Put every line of the material below into a JSON list of strings, one string per line, with blank lines left out. Omit the picture lines from the list.

● **Supplied records**
* begin *

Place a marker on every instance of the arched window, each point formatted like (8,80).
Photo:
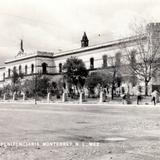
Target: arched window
(105,61)
(32,68)
(9,72)
(133,57)
(14,69)
(118,59)
(26,69)
(20,69)
(4,76)
(91,63)
(44,68)
(60,67)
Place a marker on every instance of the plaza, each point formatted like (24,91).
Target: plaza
(85,131)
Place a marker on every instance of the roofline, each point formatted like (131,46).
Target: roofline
(100,46)
(28,57)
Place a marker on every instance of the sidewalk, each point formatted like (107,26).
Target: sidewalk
(91,101)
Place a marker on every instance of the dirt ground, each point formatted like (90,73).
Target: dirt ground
(79,132)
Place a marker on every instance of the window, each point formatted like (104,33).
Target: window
(91,63)
(60,67)
(4,76)
(14,69)
(32,68)
(105,61)
(26,68)
(133,57)
(44,68)
(118,59)
(9,72)
(20,69)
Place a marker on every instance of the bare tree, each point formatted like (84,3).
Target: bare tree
(144,58)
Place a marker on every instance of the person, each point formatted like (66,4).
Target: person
(139,98)
(123,98)
(154,96)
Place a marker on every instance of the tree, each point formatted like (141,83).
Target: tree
(16,81)
(39,85)
(103,79)
(115,72)
(75,72)
(144,58)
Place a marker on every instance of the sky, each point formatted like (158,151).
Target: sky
(58,25)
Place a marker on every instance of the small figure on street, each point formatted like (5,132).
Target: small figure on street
(123,98)
(139,97)
(154,97)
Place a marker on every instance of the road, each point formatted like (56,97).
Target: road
(79,132)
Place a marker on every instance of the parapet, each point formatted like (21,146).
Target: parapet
(153,27)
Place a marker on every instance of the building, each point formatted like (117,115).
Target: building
(94,57)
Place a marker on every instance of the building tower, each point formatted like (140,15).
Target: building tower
(21,52)
(21,49)
(84,41)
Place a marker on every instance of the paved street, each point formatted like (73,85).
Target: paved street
(88,132)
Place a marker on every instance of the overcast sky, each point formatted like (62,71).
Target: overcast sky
(53,25)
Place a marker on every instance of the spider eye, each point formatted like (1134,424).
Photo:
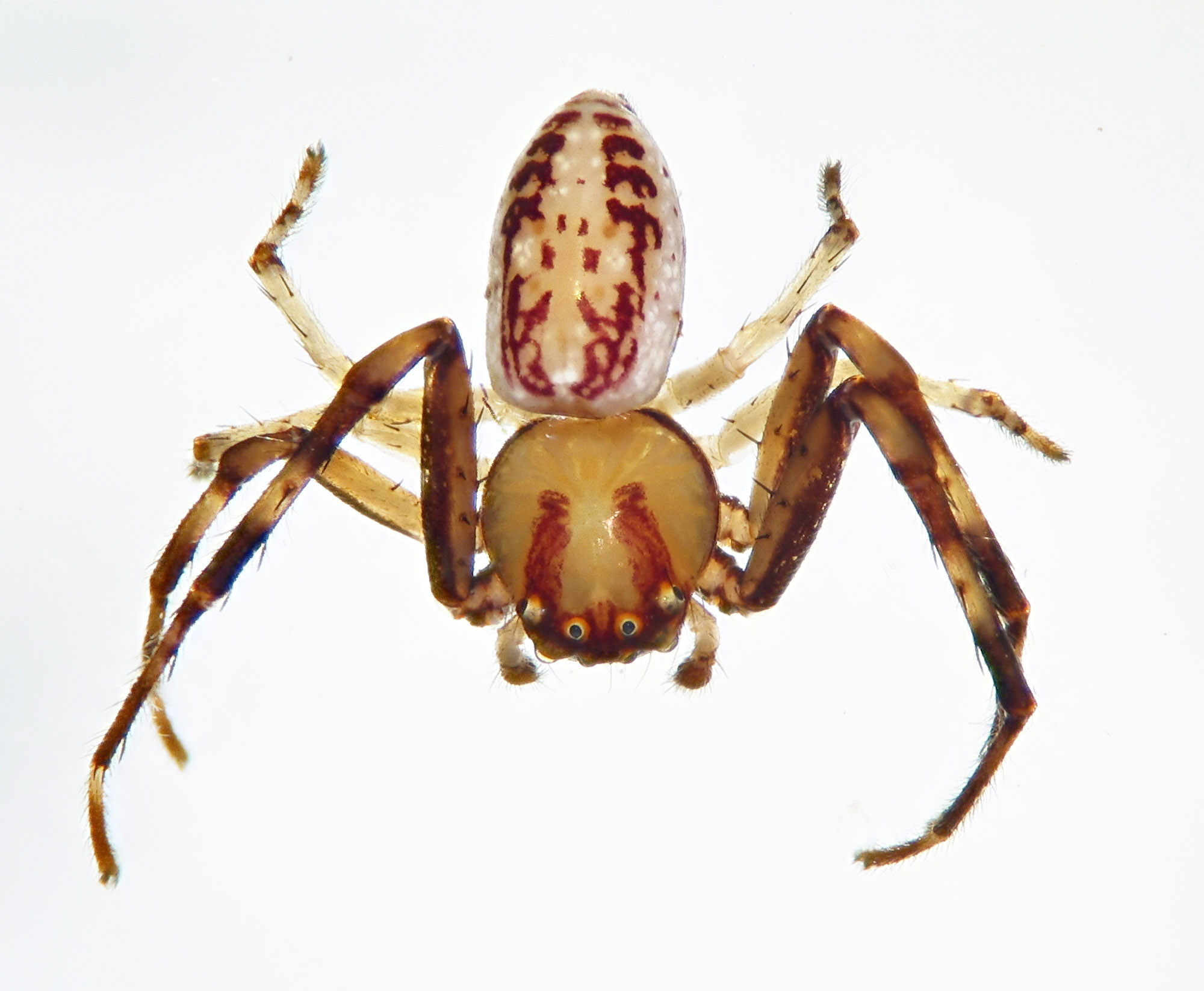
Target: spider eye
(670,598)
(628,625)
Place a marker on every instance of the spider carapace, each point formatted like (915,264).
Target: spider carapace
(600,517)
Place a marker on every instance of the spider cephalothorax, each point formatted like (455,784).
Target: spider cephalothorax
(600,517)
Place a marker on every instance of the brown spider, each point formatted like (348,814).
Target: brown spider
(600,515)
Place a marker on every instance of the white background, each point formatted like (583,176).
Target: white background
(368,805)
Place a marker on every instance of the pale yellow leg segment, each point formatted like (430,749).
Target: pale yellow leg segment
(703,381)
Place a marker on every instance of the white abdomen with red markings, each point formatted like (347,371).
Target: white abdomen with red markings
(586,268)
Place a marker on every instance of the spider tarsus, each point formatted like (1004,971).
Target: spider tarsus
(889,856)
(524,674)
(695,673)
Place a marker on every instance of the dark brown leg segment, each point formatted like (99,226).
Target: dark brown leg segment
(369,381)
(802,455)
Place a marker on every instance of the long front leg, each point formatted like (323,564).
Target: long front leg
(801,457)
(365,385)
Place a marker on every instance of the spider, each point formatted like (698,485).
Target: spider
(600,517)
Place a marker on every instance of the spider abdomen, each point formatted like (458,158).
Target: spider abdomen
(599,531)
(586,271)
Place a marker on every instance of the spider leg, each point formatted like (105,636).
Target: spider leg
(717,373)
(448,510)
(800,461)
(695,671)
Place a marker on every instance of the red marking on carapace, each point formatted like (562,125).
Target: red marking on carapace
(642,223)
(622,144)
(612,122)
(550,539)
(636,526)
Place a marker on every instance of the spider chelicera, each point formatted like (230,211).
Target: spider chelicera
(600,516)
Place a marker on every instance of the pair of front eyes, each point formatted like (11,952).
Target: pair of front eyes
(628,625)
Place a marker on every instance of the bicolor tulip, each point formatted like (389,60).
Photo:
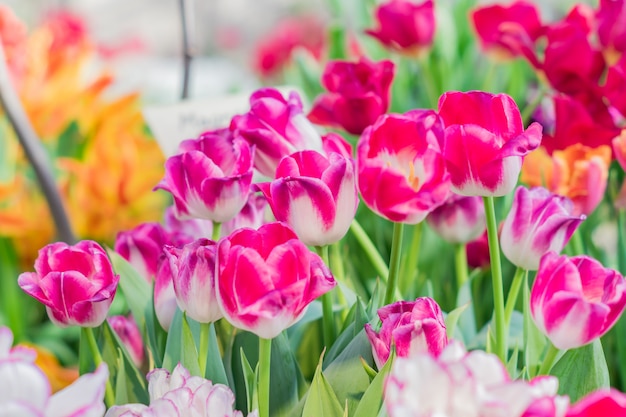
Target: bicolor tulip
(509,30)
(266,279)
(276,127)
(142,246)
(211,178)
(194,280)
(457,383)
(358,93)
(410,327)
(179,395)
(165,304)
(575,300)
(315,195)
(401,170)
(578,172)
(604,402)
(485,142)
(25,390)
(405,26)
(459,220)
(128,332)
(75,283)
(539,221)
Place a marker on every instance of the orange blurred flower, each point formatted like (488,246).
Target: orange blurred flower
(578,172)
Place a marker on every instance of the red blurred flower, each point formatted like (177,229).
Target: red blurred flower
(273,52)
(405,26)
(358,92)
(508,30)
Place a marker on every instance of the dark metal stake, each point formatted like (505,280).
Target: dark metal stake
(34,151)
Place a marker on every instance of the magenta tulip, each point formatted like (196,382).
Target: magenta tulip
(539,221)
(485,142)
(194,280)
(75,283)
(601,403)
(459,220)
(401,171)
(358,93)
(128,332)
(405,26)
(276,127)
(575,300)
(211,179)
(315,195)
(266,278)
(409,326)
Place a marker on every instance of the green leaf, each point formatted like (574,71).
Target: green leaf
(372,399)
(215,371)
(321,400)
(139,296)
(581,371)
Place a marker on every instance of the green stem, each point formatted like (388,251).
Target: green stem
(548,360)
(394,262)
(370,250)
(496,277)
(409,262)
(217,229)
(328,317)
(511,299)
(203,348)
(265,358)
(460,265)
(87,332)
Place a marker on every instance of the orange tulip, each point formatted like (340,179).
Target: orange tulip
(578,172)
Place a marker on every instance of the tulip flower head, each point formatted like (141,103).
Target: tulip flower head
(485,142)
(75,283)
(405,26)
(410,327)
(276,127)
(401,170)
(358,93)
(25,390)
(538,222)
(575,300)
(211,178)
(266,278)
(315,195)
(194,281)
(460,219)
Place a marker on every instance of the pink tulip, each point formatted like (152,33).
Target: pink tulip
(75,283)
(26,391)
(276,127)
(508,30)
(129,334)
(358,93)
(459,220)
(575,300)
(602,403)
(402,174)
(405,26)
(456,383)
(485,142)
(315,195)
(194,281)
(266,278)
(165,304)
(410,327)
(179,395)
(539,221)
(211,179)
(143,245)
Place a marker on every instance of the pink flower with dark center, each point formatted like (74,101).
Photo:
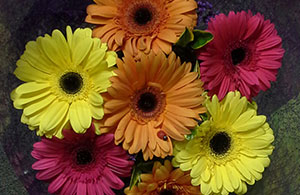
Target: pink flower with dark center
(81,163)
(245,55)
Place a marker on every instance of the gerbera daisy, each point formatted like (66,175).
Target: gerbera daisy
(246,57)
(164,180)
(230,149)
(151,101)
(141,25)
(64,79)
(81,163)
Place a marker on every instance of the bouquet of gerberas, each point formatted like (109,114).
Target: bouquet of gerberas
(172,109)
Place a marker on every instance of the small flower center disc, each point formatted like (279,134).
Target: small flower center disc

* end *

● **Result for this task**
[
  "Place a marker on every instance of the arched window, each point formatted like (8,80).",
  "Photo:",
  "Target: arched window",
  "(105,61)",
  "(32,68)",
  "(9,72)",
  "(133,57)",
  "(14,69)",
  "(118,59)",
  "(26,69)",
  "(20,69)",
  "(4,76)",
  "(91,63)",
  "(44,68)",
  "(60,67)",
  "Place a marker on every instance of the plaza, each point formatted like (24,91).",
  "Target: plaza",
  "(85,131)",
  "Place a marker on every instance of the roofline, each point formatted like (131,46).",
  "Target: roofline",
  "(100,46)",
  "(28,57)",
  "Place a marker on every instance of the sidewalk, each point formatted like (107,26).",
  "Target: sidewalk",
  "(91,101)",
  "Place a marker on every instance of the dirt ground, each point formatted like (90,73).",
  "Target: dirt ground",
  "(79,132)",
  "Place a marker on every instance of the window, each point formatted like (104,33).",
  "Target: window",
  "(91,63)",
  "(60,67)",
  "(4,76)",
  "(14,69)",
  "(32,68)",
  "(105,61)",
  "(26,68)",
  "(133,57)",
  "(44,68)",
  "(118,59)",
  "(9,72)",
  "(20,69)",
  "Place a marker on every instance of the bare tree, each point formatted like (84,3).",
  "Target: bare tree",
  "(144,58)",
  "Place a marker on every instance of the person, each point formatted like (66,4).",
  "Target: person",
  "(139,98)",
  "(123,98)",
  "(154,96)",
  "Place a marker on every instance of the tree, each point formatted like (141,83).",
  "Target: tree",
  "(16,81)",
  "(39,85)",
  "(103,79)",
  "(115,72)",
  "(75,72)",
  "(144,58)",
  "Place a marker on every instance of the sky, each point formatted like (158,151).",
  "Target: sky",
  "(58,25)",
  "Place a marker on every instance of the small figure on street, each point formatted like (5,132).",
  "Target: small figure on street",
  "(123,98)",
  "(139,97)",
  "(154,97)",
  "Place a marker on every instance of the road, each point formatted like (56,97).",
  "Target: road",
  "(79,132)",
  "Place a marker on every instance of the parapet, each point formatted like (21,146).",
  "Target: parapet",
  "(153,27)",
  "Place a marker on every instance of the building, each point formatted like (117,115).",
  "Target: building",
  "(94,57)",
  "Place a marker on every instance of the building tower, each point formatted like (140,15).",
  "Target: building tower",
  "(21,52)",
  "(21,49)",
  "(84,41)",
  "Place a marker on every instance of the paved street, each point formatted like (73,85).",
  "Target: paved street",
  "(88,132)",
  "Place a marker on every instance of the overcast sky, each point formatted like (62,71).",
  "Target: overcast sky",
  "(53,25)",
  "Place a marker on every instance of the spider eye, each point formatted like (1134,424).",
  "Photo:",
  "Target: spider eye",
  "(670,598)",
  "(628,625)",
  "Place a marker on every instance of the spider carapace, each point formatted like (915,264).",
  "Target: spider carapace",
  "(600,517)",
  "Place a marker on every instance of the spider cephalothorax, each point formatted like (455,784).",
  "Target: spider cephalothorax",
  "(600,517)",
  "Place a marker on every instance of the brown spider, each point formatted like (348,814).",
  "Target: brown spider",
  "(600,515)",
  "Place a marker on every instance of the white background, each point formatted like (583,176).",
  "Target: white background",
  "(368,805)",
  "Place a marker on every instance of the pale yellow leg segment, each point formatted like (430,749).",
  "Target: pale yellow leg segment",
  "(703,381)",
  "Place a marker on every instance of the white abdomen with red markings, each point formatted like (347,371).",
  "Target: white abdomen with red markings",
  "(586,268)",
  "Place a marker on every instance of the spider tarsus, each point formatted like (1004,971).",
  "Target: spider tarsus",
  "(889,856)",
  "(524,674)",
  "(695,673)",
  "Place a marker on every instance of the dark brown leg segment, each point formatted like (99,226).",
  "Target: dark brown leg segment",
  "(369,381)",
  "(802,455)",
  "Place a marker on every instance of the long front leg, each point formatted like (323,564).",
  "Target: long front leg",
  "(801,457)",
  "(365,385)",
  "Place a marker on every instance of the spider, each point formatted like (698,485).",
  "Target: spider",
  "(600,517)",
  "Place a marker on every instance of the spider abdomen, each point formatted like (458,158).",
  "Target: spider abdomen",
  "(599,531)",
  "(586,271)",
  "Place a marker on every instance of the spider leg, each point formatted like (105,636).",
  "Target: spider leg",
  "(717,373)",
  "(448,510)",
  "(800,461)",
  "(695,671)",
  "Place a marker on every instance of the red marking on carapace, each point formatted like (562,125).",
  "Target: red marking on carapace",
  "(642,223)",
  "(622,144)",
  "(612,122)",
  "(550,539)",
  "(636,526)",
  "Place a marker on every instance of the spider chelicera, each point formatted like (230,211).",
  "Target: spider chelicera",
  "(600,516)",
  "Place a marker on every instance of the pair of front eyes, each point formatted like (11,952).",
  "Target: pair of front eyes",
  "(628,625)",
  "Place a marker on every instance of the bicolor tulip, each point formatted like (389,60).",
  "Photo:",
  "Target: bicolor tulip",
  "(509,30)",
  "(266,279)",
  "(276,127)",
  "(142,246)",
  "(211,178)",
  "(194,280)",
  "(457,383)",
  "(358,93)",
  "(410,327)",
  "(179,395)",
  "(165,304)",
  "(575,300)",
  "(315,195)",
  "(401,170)",
  "(578,172)",
  "(604,402)",
  "(485,142)",
  "(25,390)",
  "(405,26)",
  "(459,220)",
  "(128,332)",
  "(75,283)",
  "(539,221)",
  "Place a marker on every instance of the orange blurred flower, each point formatted like (488,246).",
  "Target: orange blurred flower",
  "(578,172)",
  "Place a marker on every instance of the red blurred flower, each point formatted like (177,229).",
  "Target: red blurred flower",
  "(273,52)",
  "(405,26)",
  "(358,92)",
  "(508,30)",
  "Place a marker on every instance of the dark metal stake, each point formatted like (505,280).",
  "Target: dark metal stake",
  "(34,151)",
  "Place a marker on every instance of the magenta tulip, each point formatted like (196,382).",
  "Target: magenta tulip",
  "(539,221)",
  "(485,142)",
  "(194,280)",
  "(75,283)",
  "(601,403)",
  "(459,220)",
  "(401,171)",
  "(358,93)",
  "(128,332)",
  "(405,26)",
  "(276,127)",
  "(575,300)",
  "(211,179)",
  "(315,195)",
  "(266,278)",
  "(409,326)",
  "Place a marker on every instance of the green leaf, each point formatted like (574,71).",
  "Target: green leaf",
  "(372,399)",
  "(215,371)",
  "(321,400)",
  "(139,296)",
  "(581,371)",
  "Place a marker on every instance of the green stem, each point formatted like (388,251).",
  "Target: green stem",
  "(548,360)",
  "(394,262)",
  "(370,250)",
  "(496,277)",
  "(409,262)",
  "(217,229)",
  "(328,317)",
  "(511,299)",
  "(203,348)",
  "(265,358)",
  "(460,265)",
  "(87,332)",
  "Place a marker on every instance of the orange tulip, each point formatted like (340,179).",
  "Target: orange tulip",
  "(578,172)",
  "Place a marker on every instance of the tulip flower head, each point formatted like (141,103).",
  "Target: tulip flower head",
  "(485,142)",
  "(75,283)",
  "(405,26)",
  "(410,327)",
  "(276,127)",
  "(401,170)",
  "(358,93)",
  "(25,390)",
  "(538,222)",
  "(575,300)",
  "(211,178)",
  "(266,278)",
  "(315,195)",
  "(194,281)",
  "(460,219)",
  "Place a marker on every instance of the pink tulip, each point formatted like (152,33).",
  "Target: pink tulip",
  "(75,283)",
  "(26,391)",
  "(276,127)",
  "(508,30)",
  "(129,334)",
  "(358,93)",
  "(459,220)",
  "(575,300)",
  "(602,403)",
  "(402,174)",
  "(405,26)",
  "(456,383)",
  "(485,142)",
  "(315,195)",
  "(194,281)",
  "(266,278)",
  "(165,304)",
  "(410,327)",
  "(179,395)",
  "(539,221)",
  "(211,179)",
  "(143,245)",
  "Place a marker on every instance of the pink flower with dark center, each point formatted like (74,101).",
  "Photo:",
  "Target: pink flower with dark center",
  "(81,163)",
  "(245,55)",
  "Place a marker on every instance of the gerbera daisy, each point formatted like (66,175).",
  "Target: gerbera daisy",
  "(246,57)",
  "(164,180)",
  "(230,149)",
  "(151,101)",
  "(141,25)",
  "(64,79)",
  "(81,163)",
  "Place a marker on every instance of the bouquet of gerberas, each point formatted like (109,114).",
  "Target: bouquet of gerberas",
  "(172,109)",
  "Place a marker on every instance of the small flower center disc, each point formatted like (279,134).",
  "Target: small flower center disc"
]